====== Document extract ======

By: Janina Sola
Therapist, The Refuge – A Healing Place
I’ll never forget the scene in the movie “Forest Gump” when Forest was to attend his first day of school. Forest began the day with his mother at the bus stop and upon entering the bus and after some “formal” introductions with the bus driver, he proceeded to find a seat on the bus. Forest was turned down by the children at each seat and eventually was standing in the aisl by himself with nowhere to sit. He was then utterly surprised when a young girl, Jenny, stated “you can sit here if you want.” In this crucial moment, Forest was able to find resolution in his ability to change his view of others who had rejected him just moments before.
Many of our clients that come into The Refuge have had very similar experiences throughout their whole lives. Although it may not be finding a seat on the bus, it may be the rejection of parents, peers, and other significant figures in their lives. Thankfully to Jenny, Forest had a renewed sense of belonging that carried on for years to follow. Most of our clients did not have a Jenny to help them have a renewed faith in others. Their attachment style completely shifts when they are rejected and therefore have difficulty forming healthy bonds with others throughout their entire lives leaving them to find their own way.

======

Work to be completed: Keep going with the piece on rejection and attachment, starting right after its last sentence.

====== Data supplied ======

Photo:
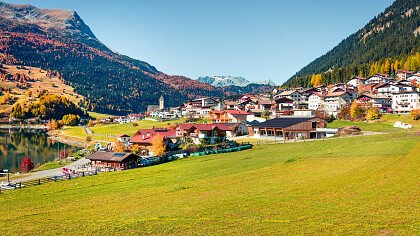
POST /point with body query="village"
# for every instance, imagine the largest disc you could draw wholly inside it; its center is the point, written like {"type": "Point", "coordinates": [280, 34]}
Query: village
{"type": "Point", "coordinates": [283, 114]}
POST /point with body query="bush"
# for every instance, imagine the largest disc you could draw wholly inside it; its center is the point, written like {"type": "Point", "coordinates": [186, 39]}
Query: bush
{"type": "Point", "coordinates": [71, 120]}
{"type": "Point", "coordinates": [415, 114]}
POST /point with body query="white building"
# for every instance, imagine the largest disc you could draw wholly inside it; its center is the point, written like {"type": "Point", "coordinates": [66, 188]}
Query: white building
{"type": "Point", "coordinates": [314, 101]}
{"type": "Point", "coordinates": [333, 102]}
{"type": "Point", "coordinates": [405, 102]}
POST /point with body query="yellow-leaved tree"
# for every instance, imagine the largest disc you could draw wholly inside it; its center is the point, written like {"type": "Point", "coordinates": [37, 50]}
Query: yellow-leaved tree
{"type": "Point", "coordinates": [356, 111]}
{"type": "Point", "coordinates": [119, 147]}
{"type": "Point", "coordinates": [158, 145]}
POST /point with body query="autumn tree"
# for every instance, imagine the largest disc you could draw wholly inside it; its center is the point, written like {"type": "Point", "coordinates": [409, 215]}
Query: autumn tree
{"type": "Point", "coordinates": [54, 125]}
{"type": "Point", "coordinates": [90, 123]}
{"type": "Point", "coordinates": [356, 111]}
{"type": "Point", "coordinates": [27, 164]}
{"type": "Point", "coordinates": [70, 120]}
{"type": "Point", "coordinates": [158, 145]}
{"type": "Point", "coordinates": [136, 149]}
{"type": "Point", "coordinates": [119, 147]}
{"type": "Point", "coordinates": [372, 114]}
{"type": "Point", "coordinates": [415, 114]}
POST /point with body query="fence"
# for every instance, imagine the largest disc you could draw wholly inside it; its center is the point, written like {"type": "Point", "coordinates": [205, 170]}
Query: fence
{"type": "Point", "coordinates": [36, 182]}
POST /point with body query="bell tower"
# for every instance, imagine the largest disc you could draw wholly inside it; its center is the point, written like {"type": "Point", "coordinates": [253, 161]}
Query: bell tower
{"type": "Point", "coordinates": [161, 103]}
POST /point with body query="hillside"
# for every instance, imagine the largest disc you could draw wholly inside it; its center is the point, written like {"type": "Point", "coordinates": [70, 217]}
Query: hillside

======

Response area:
As a therapist, it is important to teach clients about forming healthy and lifelong relationships. Setting boundaries with those that are unhealthy and finding the path to healthy attachment. Clients learn this by identifying where there was a lapse in forming those healthy bonds both in utero and after birth. Clients complete relationship timelines which highlight moments similar to Forest Gump in which attachment was not possible due to the people in their lives. They learn about their peers in group settings as well as in the community and develop a sense of belonging that was never felt before. Clients are able to identify with other’s pain and rejection and turn that into acceptance and resiliency. It truly is astounding to watch these individuals heal their wounds through each other. These once wounded warriors who had no deep connections with anyone, leave here able to understand how they can relate and connect with others with a deep forgiveness for the relationships lost. A colleague once told me that in order to repair the wound, the client will feel the pain and develop a different ending where the wounds are healed. It is within that development, our clients find solace and resolution.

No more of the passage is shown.